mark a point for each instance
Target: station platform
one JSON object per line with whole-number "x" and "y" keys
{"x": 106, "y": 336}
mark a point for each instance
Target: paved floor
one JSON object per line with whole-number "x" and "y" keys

━━━━

Your assignment
Restate the data word for word, leaving nothing out.

Your response
mark a point for each instance
Target: station platform
one JSON object per line with whole-number "x" and "y" keys
{"x": 106, "y": 336}
mark a point for each instance
Target: paved floor
one JSON object per line with whole-number "x" and "y" keys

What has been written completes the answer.